Collected data entries:
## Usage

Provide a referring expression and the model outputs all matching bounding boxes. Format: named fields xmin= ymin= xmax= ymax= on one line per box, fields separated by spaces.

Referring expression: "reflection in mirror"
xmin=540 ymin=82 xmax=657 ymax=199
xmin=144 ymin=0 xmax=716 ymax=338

STATED EXERCISE:
Render the lines of the listing above as a Markdown table with the columns "No." and "Line", numbering each row and omitting blank lines.

TASK RESPONSE:
| No. | Line |
|---|---|
| 1 | ## Usage |
| 2 | Provide a referring expression and the model outputs all matching bounding boxes. Format: named fields xmin= ymin= xmax= ymax= on one line per box, fields separated by spaces. |
| 3 | Referring expression: "reflection in mirror" |
| 4 | xmin=540 ymin=82 xmax=657 ymax=199 |
| 5 | xmin=144 ymin=0 xmax=716 ymax=338 |